◆ TASK DETAILS ◆
Line by line, copy out the data that follows.
_ _ _ _
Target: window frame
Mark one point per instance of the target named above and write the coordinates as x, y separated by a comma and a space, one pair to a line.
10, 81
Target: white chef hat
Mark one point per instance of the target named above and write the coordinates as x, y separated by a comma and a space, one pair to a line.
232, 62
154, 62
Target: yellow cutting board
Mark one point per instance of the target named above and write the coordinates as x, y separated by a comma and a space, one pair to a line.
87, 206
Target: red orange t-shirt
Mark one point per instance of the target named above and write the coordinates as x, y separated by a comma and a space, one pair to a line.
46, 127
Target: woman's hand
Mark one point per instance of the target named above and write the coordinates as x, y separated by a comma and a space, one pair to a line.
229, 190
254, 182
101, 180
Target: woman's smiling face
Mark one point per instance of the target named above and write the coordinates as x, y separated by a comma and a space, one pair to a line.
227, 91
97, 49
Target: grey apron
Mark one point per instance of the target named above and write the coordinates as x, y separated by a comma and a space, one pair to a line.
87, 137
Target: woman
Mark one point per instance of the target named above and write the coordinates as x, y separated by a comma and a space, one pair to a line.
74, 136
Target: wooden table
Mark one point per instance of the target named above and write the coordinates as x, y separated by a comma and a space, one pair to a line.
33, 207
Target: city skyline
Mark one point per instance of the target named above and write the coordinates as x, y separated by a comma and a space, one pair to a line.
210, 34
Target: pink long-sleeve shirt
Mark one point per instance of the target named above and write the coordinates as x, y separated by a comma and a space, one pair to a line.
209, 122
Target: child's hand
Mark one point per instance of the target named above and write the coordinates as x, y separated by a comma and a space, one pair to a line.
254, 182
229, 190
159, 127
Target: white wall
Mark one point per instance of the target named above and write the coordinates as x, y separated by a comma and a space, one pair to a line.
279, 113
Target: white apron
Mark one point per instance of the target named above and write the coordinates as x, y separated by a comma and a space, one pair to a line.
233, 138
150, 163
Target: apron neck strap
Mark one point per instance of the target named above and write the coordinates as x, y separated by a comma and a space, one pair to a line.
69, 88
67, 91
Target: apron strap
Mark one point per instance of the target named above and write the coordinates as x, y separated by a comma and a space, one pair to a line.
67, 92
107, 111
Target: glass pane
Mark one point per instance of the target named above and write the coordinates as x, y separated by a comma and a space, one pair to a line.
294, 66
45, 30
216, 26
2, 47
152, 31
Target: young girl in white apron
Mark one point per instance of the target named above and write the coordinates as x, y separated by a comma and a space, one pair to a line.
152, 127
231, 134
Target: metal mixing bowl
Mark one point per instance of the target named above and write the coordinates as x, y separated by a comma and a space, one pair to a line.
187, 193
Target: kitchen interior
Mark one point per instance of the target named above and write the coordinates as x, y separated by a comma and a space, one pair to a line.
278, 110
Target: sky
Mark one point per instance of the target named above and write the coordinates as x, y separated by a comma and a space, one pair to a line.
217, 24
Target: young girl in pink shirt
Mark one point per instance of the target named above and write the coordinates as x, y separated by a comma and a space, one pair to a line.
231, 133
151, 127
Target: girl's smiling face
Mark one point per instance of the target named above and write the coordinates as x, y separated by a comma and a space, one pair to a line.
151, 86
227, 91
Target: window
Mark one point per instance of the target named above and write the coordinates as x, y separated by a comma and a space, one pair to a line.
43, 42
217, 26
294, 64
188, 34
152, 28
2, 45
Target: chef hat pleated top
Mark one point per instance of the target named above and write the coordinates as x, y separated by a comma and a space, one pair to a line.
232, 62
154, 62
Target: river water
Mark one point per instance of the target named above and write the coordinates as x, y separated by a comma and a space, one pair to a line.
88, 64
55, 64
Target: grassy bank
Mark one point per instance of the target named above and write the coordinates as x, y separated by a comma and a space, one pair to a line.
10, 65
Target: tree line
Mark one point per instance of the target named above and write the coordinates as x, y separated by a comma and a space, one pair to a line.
_ _ _ _
◆ RESPONSE BELOW ◆
Target: window frame
Mark one point per instance of the target named above and write the coordinates as x, y separated by a comma and a space, one pair to a line.
10, 81
Target: white chef hat
Mark one point per instance of the target named above and write the coordinates as x, y separated by a comma and a space, one pair to a line.
232, 62
154, 62
Target: yellow cutting board
Mark one point per instance of the target named above and write the coordinates as x, y separated by a comma and a space, one pair to a line.
87, 206
Target: red orange t-shirt
Mark one point per instance of the target named above and write the coordinates as x, y separated by a comma and a space, one pair to a line.
46, 127
Target: woman's hand
Mark one point per instance of the target named above and write the coordinates as x, y separated by a comma and a space, one pair to a line.
229, 190
254, 182
101, 180
Target: woman's smiling face
Mark one point per instance of the target named above and write the coordinates as x, y separated by a comma and a space, one pair to a line.
227, 91
97, 49
Target: grey apron
Mark one point per instance of the target named above and write the coordinates as x, y separated by a comma and a space, one pair to a line.
87, 137
Target: woman
Mark one point per instance of the target named above and write the coordinates as x, y separated by a comma and a space, one pair to a line.
74, 136
Target: wooden table
Mark one point per instance of the target named above and write the coordinates as x, y separated by a comma and a space, one pair to a line.
33, 207
Target: city skyline
Mark one point per instance of the target named above and write the coordinates as x, y separated by a comma and a space, one pair to a line.
210, 34
Target: pink long-sleeve shirt
Mark one point per instance of the target named above and write the coordinates as x, y separated by a comma and a space, one pair to a line.
209, 122
Target: child's hand
Mark one point per instance of the target named above and write the coordinates as x, y separated by a comma and a space, one pair to a line.
254, 182
229, 190
159, 127
Target: white wall
Mark one point per instance of the target named above and write the coordinates as x, y separated by a comma and a space, one pair to a line.
279, 113
Target: white apron
Mark one point per instance of the target named above and write the coordinates as x, y separated by a comma and a space, one pair to a line.
233, 138
150, 163
Target: apron neck strap
Mark one point per instance of the target named above and write the coordinates as x, y separated by a comma and a space, one pair to a line.
69, 88
67, 91
Target: apron strap
Mark one point per instance of the target named above and write the coordinates as x, y separated by a comma and a space, one pair to a line.
67, 92
107, 111
Target: glass pane
Mark one point per instance of the target named above and write the coordinates as x, y separated by a comma and a space, one pair to a line.
294, 66
45, 30
216, 26
2, 47
152, 31
Target: young girl in white apron
Mark one point per instance of the target named above and write the coordinates as x, y separated by a comma and a space, one pair to a line.
152, 127
231, 134
Target: metal mixing bowl
Mark one point per instance of the target named above and write the coordinates as x, y separated by a comma and a space, one pair to a line.
187, 193
Target: kitchen interior
Mark one point per instance of the target named above and write the coordinates as x, y separated by a comma and a space, one pair to a line.
278, 110
Target: sky
Mark one point per instance of the target named above and write the coordinates as x, y separated by a comma and a space, one pair to a line.
217, 24
Target: young girl in pink shirt
Mark one point per instance of the target named above and write the coordinates as x, y separated by a comma and a space, one pair to a line.
231, 133
151, 127
Target: girl's smiling face
Mark one point per instance of the target named above and write the coordinates as x, y separated by a comma and a space, one pair to a line.
151, 86
227, 91
Target: window
Mark one point per instance of the target named above and write the coordinates as x, y separated by a comma and a space, one pair to a line.
43, 42
217, 26
294, 64
188, 34
152, 28
2, 45
Target: chef hat pleated top
Mark one point per instance of the target named above and write the coordinates as x, y separated by a comma and a space, one pair to a line.
232, 62
154, 62
Target: river water
Mark one point per instance of the target named above and write the coordinates as x, y separated by a comma and a space, one pair to a line.
88, 64
55, 64
Target: grassy bank
Mark one point per instance of the target named above and write the coordinates as x, y separated by a comma and a space, one pair to a line.
10, 65
Target: tree line
Mark one point per instance of the target named above and write the coordinates as x, y separated by a comma and a space, one pair to a line.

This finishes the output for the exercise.